» Фрагмент текста:

Габит Мусрепов, Евгений Брусиловский, братья Абдуллины, молодой Ермек Серкебаев, актеры казахского и русского театров драмы... Их усадили на почетные места, а мы, молодые, разместились где-то у порога. Короче, свадьба была наша, а веселье - их, алматинской элиты. Так тогда было принято- к почетному месту нужно было двигаться постепенно. Гости, не обращая на нас никакого внимания, веселились от всей души. Шара, тетя невесты, танцевала, а братья Абдуллины и Ермек пели, казалось, не для нас с Майрой, а для них. Потом гости, вдруг вспомнив, кто здесь гвоздь программы, поставили нас с Майрой в круг, чтобы мы с ней прошли тур вальса.
 
На следующий день после свадьбы я забрал свою молодую жену и ушел с ней жить в Тастак. Екатерина Сидоровна, квартирная хозяйка, у которой я с друзьями снимал времянку, выделила нам с Майрой отдельную комнатку в доме, где жила сама. Шакен Кенжетаевич не мог сдержать слез, увидев дочь с чемоданами у двери: «Майкоза (так он называл свою любимицу), как мы теперь без тебя?». А меня упрекнул: «Неужели тебе тесно в четырехкомнатной квартире?». Но я не мог оставаться у тестя - гордость не позволяла. К тому же не мог представить, как буду с Шакеном Кенжетаевичем топтаться у двери ванной или туалета. Стеснялся я его до жути.
 
17 марта мы пришли в гости к родителям Майры. Хадиша-апай с порога подозрительно уставилась на живот дочери. Пришлось признаваться, что согрешили мы до свадьбы. «Как ты могла?!»-гневно возвысила голос Хадиша-апай. И потом еще долго не разговаривала с дочерью.

» Исходные данные:
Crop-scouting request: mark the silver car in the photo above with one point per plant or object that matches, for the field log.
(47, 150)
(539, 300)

» Письменное задание: Подхватите воспоминания о свадьбе с Майрой и первых днях семейной жизни, продолжив рассказ сразу после его последнего предложения. Данные — самостоятельный материал, не связанный с приведенным текстом.

» Ответ к заданию:
 
В конце апреля я перевез мать из Кентау в Алма-Ату. В комнатке, которую мы снимали у Екатерины Сидоровны за пять рублей в месяц, стало тесно, и мы переехали на другую квартиру. В конце 61-го, как раз под Новый год, сдавали двухэтажный дом для работников «Казахфильма». Мне как штатному сотруднику (на киностудии я работал с 1959 по 1964 год) выделили жилье. Когда я впервые вошел в эту квартиру, мне казалось, что проживу здесь всю жизнь Это был, по моим представлениям, самый настоящий дворец. Полторы комнаты, а еще отдельные ванная, туалет, кухня!
 
Потом, в начале 70-х переехав в трехкомнатную квартиру на проспекте Ленина, подумал, что попал в рай. Увы! Эта квартира оказалась несчастливой для моей семьи. Здесь ушли из жизни моя жена и два моих старших сына. Оставаться там после всего этого было невыносимо тяжело. Тогдашний аким города, услышав о моих несчастьях, выделил четырехкомнатную квартиру в новом доме. Но я и ее потом оставил - с годами потянуло к земле, захотелось, просыпаясь по утрам, видеть деревья и цветы, посаженные моими руками. И я купил особнячок в предгорьях Алма-Аты. Вот так, соразмерно с профессиональным ростом, росли и мои потребности в комфорте.
 
...Но я отвлекся от нити моей жизни. Дети у нас с Майрой пошли сразу. В августе 1959-го у нас родился Мади, в июне 61-го - Саги. Тесть как-то даже пошутил над дочерью: «Наверное, хочешь стать матерью-героиней?». Эти слова нас будто отрезвили.
 
Рожать детей мы с тех пор перестали, о чем я сейчас очень жалею. Нам с Майрой нужно было не меньше пятерых ребятишек.
 
Эта женщина была создана для меня. Внешне крупная, чуть ниже меня ростом, сильная и стойкая, а в душе - сама мягкость и доброта. Ее любимый тост на всех застольях: «За здоровье наших мужей. Без них мы - никто».
 
Жили мы небогато, зато душа в душу. День за днем, год за годом я познавал свою жену. Такие мелочи, как бытовые неурядицы, Майру, казалось, мало удручали. Мне она создала все условия для профессионального роста. «Главное - ты и твоя работа,- говорила она. - На тебе все держится».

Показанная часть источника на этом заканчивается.